* EXTRACTED ENTRIES:
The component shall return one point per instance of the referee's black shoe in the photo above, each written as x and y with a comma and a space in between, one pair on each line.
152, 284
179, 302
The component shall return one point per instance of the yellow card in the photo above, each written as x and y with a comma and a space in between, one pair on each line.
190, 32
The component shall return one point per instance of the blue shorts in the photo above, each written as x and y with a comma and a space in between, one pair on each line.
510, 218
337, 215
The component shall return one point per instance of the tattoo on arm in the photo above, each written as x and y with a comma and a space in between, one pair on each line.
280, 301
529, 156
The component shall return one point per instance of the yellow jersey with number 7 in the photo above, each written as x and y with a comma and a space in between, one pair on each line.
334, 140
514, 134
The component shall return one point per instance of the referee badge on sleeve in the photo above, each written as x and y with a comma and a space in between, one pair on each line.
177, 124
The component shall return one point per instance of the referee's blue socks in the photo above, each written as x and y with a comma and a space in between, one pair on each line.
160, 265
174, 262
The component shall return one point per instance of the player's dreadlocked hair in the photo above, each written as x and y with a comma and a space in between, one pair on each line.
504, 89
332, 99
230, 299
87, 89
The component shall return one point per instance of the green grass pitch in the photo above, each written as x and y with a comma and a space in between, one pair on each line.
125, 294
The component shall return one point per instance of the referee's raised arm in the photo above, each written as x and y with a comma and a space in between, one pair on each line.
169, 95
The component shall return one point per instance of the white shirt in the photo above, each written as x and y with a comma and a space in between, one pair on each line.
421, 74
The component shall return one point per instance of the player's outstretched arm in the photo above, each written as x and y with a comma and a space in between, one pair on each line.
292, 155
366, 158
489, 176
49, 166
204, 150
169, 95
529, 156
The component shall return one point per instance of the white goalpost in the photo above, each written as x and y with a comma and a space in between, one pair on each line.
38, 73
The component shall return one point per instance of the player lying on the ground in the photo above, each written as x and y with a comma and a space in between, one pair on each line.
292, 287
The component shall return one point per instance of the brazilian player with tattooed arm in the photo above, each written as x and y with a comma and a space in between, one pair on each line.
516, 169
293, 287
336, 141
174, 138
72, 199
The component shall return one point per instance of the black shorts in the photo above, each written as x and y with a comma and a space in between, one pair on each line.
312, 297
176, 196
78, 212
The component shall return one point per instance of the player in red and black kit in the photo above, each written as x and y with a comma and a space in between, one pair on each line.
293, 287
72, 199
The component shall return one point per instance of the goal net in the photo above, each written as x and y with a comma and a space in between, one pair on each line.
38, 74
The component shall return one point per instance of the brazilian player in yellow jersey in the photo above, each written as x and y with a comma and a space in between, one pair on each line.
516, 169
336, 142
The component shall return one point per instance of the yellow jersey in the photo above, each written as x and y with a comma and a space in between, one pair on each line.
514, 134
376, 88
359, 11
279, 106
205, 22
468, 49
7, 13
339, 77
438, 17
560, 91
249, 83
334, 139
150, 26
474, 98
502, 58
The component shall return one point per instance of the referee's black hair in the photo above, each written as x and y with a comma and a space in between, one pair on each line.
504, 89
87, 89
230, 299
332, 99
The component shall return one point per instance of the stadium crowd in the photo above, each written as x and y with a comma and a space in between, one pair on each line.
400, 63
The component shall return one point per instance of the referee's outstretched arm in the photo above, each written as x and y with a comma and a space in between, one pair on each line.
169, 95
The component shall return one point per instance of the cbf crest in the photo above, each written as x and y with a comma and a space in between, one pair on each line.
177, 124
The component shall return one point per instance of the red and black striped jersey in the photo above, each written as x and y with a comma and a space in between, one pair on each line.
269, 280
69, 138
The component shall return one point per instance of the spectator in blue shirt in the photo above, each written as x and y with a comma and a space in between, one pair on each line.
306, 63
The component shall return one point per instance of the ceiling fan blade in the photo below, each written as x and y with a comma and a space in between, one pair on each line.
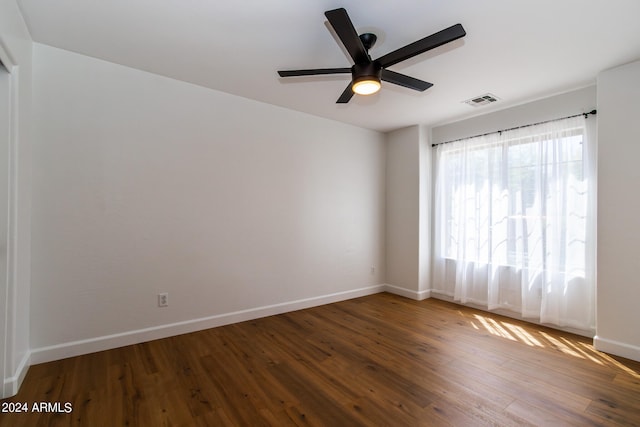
314, 72
404, 80
430, 42
346, 95
341, 23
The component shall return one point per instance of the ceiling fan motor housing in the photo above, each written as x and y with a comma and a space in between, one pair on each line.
368, 71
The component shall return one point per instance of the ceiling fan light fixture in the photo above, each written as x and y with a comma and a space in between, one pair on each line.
366, 86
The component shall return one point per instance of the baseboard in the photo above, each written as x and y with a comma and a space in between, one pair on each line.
617, 348
92, 345
407, 293
12, 385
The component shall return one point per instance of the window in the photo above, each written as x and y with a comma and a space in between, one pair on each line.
514, 219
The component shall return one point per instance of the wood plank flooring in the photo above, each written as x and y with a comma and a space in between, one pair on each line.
380, 360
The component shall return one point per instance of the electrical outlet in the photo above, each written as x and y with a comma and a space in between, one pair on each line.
163, 299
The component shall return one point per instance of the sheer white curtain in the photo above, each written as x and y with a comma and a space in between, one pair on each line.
515, 222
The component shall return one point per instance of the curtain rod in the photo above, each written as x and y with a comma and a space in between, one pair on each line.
518, 127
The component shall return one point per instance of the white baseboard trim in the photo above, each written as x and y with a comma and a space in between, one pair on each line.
407, 293
617, 348
92, 345
12, 385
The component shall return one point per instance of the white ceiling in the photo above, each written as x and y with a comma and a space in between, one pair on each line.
517, 50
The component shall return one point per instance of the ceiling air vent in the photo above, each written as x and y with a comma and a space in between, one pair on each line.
485, 99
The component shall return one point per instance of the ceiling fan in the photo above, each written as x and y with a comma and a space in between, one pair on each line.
367, 74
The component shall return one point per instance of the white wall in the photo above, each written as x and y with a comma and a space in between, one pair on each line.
407, 228
551, 108
618, 295
15, 53
237, 209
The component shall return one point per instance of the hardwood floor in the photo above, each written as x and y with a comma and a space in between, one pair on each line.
376, 360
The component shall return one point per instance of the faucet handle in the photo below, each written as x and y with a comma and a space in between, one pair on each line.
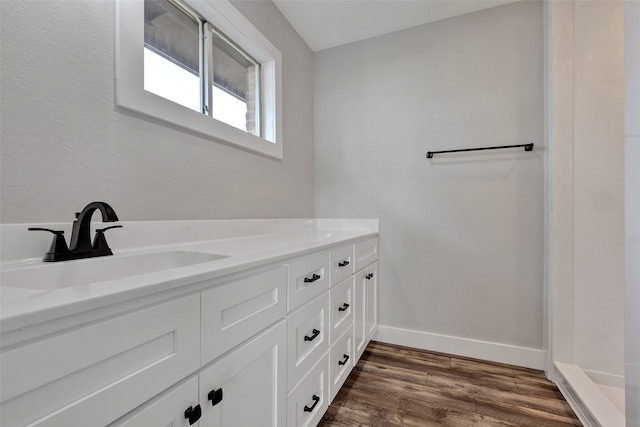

* WORK TO BE COMPLETED: Pictures in the records above should not be copied. Repeat everything else exactly.

* ANSWER BELOW:
The component shall return one point per instance of the referee's black shoe in the photo above, each written as x and y with a comma and a space in between, one pair on each line.
152, 284
179, 302
The component shall return one point per instance of the yellow card in the photo above, each written as x and y with a comma and a space in between, one pair on each line.
190, 32
The component shall return one point per instance of the blue shorts in the photo above, each written as x and y with a comma and a space in between, one pair on each line.
510, 218
337, 215
The component shall return one point per instance of the tattoo on arm in the photo above, each written as x and y with a comma and a space in between, one pair on each line.
280, 301
529, 156
The component shall return one point per instance of the yellow jersey with number 7 in the photo above, each written as x and y with a comma and a space in between, one pair on each line.
334, 140
514, 134
The component shall return one point per instance of the referee badge on sleeve in the photo above, each written as x and y with a comma and a space in between, one pair on each line.
177, 124
The component shall return one point per instance of the referee's blue socks in the photo above, each written as x and y with a comma and a space in between, one pair on each line.
160, 265
174, 262
The component shall return one point per instance of the player's dreadlocked hair in the photo above, each written as x and y with a comma and a space in between, one pair on each line.
504, 89
332, 99
230, 299
87, 89
The component shall return one point per instance of the green grass pitch in the photo above, each written as x and y with a comma and a space in between, one pair on each line.
125, 294
The component shall return one point per instance of the referee's raised arm in the photo above, each written as x and y with a comma and a space in between, one pair on each line.
169, 95
The component shall return one point per instance of the white shirt in the photo above, each written as x and y with a comma and a space in between, one pair on each line.
421, 74
The component shall return one point per instance of the player's outstretched arm in the photo above, each written as x and y with a comma and a space in between, one pair on each line.
292, 155
366, 158
489, 176
49, 166
204, 150
169, 95
529, 156
The component shall return one point per instance of the white goalpost in the photo above, each written as x and y with a comma and a space in between, one pair on each line.
38, 73
The component shall return one point per instance of the player lying on the ground in the photo above, each written as x and y with a comma and a space in between, one pair on each line.
292, 287
The component shall return one point per instance of the brazilian player with tattooed arm in the photo above, each written as x and y with a comma and a space in between, one pair on each line.
516, 169
293, 287
336, 141
174, 138
72, 199
The component shall return one point per instance of the black shorts in the photo above, each written as x and y with a comma and a space in between, one pair on each line.
312, 297
176, 196
78, 212
The component shall return one point per instance of the player in red and black kit in the photo above, each written as x and y with a comma and a space in between, one pair on each line.
293, 287
72, 199
The component shall return one point per instance of the goal net in the photo above, each written as x and y with a comma and a space in between, one pair on each line.
38, 74
The component shall return one point per instance of the brazilian player in yellow jersey in the photo above, each written as x and y with a comma and a space in between, one pair on each line.
516, 169
336, 142
The component shall return one point per instance of the yellow jersey in the photo above, each written as x and y with a comma and a space in between, one pair on each line.
514, 134
376, 88
359, 11
279, 106
205, 22
468, 49
7, 13
339, 77
438, 17
560, 91
249, 83
334, 139
150, 26
474, 98
502, 58
The component shall return one point per instance of the referee's black hair in the photo above, each written as x and y with a comma and a space in between, one pair on each line.
504, 89
87, 89
230, 299
332, 99
The component shall return one point per instance of the stadium crowd in the photo above, each written as x and y with a comma and a space in between, one pair on each line.
400, 63
The component shall return one point per instance of the referee's outstretched arm in the photo above, each written as x and y with a comma and a space in between, one pair on each line.
169, 95
The component shall return one point per instance of the cbf crest in the photo above, each written as x and y with a comma and a space in between, one pair on each line.
177, 124
The component shall return one point per instance of the red and black striped jersey in the photo above, each written as x and y with a comma and a space in between, one pair on each line.
269, 280
69, 138
The component shall return one point per instance of the spectator in blue shirt in the photo above, each written as x and y with a comma and a space in between, one pair on each line.
306, 63
The component shall return one point per instance of the ceiling fan blade in the photo below, each written as x and y with a comma and a space in between, one pair on each line.
314, 72
404, 80
430, 42
346, 95
341, 23
The component shall return one point per instance of the ceiling fan motor housing in the photo above, each written as x and y with a comma and a space in between, one pair on each line.
368, 71
The component shall return one point per instance of the ceiling fan light fixture in the photo above, each written as x and y with a comma and a space in between, one pair on each line.
366, 86
The component shall return one point per instance of the baseboard in the photo above, each written as x and y with a comma and a space in between, one pair on each line.
617, 348
92, 345
407, 293
12, 385
The component shall return one point per instance of the window in the photo above, each written as x and y with a comma and a space in between, one pair on each line.
514, 219
The component shall return one point per instance of the wood plank flooring in the photo above, each written as x and y with a comma and a space in between, one pair on each line.
380, 360
The component shall return one point per instance of the electrical outlet in the photo above, each written as x and y with a comma and a space in between, one pair on each line.
163, 299
The component shall return one point per instance of the sheer white curtain in the photo above, each written as x and y with a comma and a space in between, one pair on each line.
515, 222
The component shall return one point per instance of the curtain rod in the photo above, each written as x and y with a comma and a space in between, one pair on each line.
518, 127
The component shall return one point per instance of the white baseboard trim in the photo above, each written as x and y with a comma and a space in between, one pair on each line.
407, 293
617, 348
92, 345
12, 385
The component shall return one point per instance of the white ceiling in the photo above, each written as x and y with a comma and a space in between, one pair on each line.
517, 50
The component shall return one point per instance of the ceiling air vent in the photo above, each written as x and y with a comma and a space in between, one pair on each line.
485, 99
The component shall return one point per instance of the ceiling fan in the photo above, each written as x and y with a comma and a space in between, one pair on each line.
367, 74
The component shall return one point per instance of the white wall in the photo above, each written as x and y with a comma and a space in between, one pair on each line.
407, 228
551, 108
618, 295
15, 53
237, 209
The component shall return one point per instance of the hardwood floor in the photo above, each written as x and y with a comma and a space in between, one pair on each line.
376, 360
The component shall return one point per instance of the faucet handle in the photo below, each written as x and y with a comma and a space in between, one pair on each line.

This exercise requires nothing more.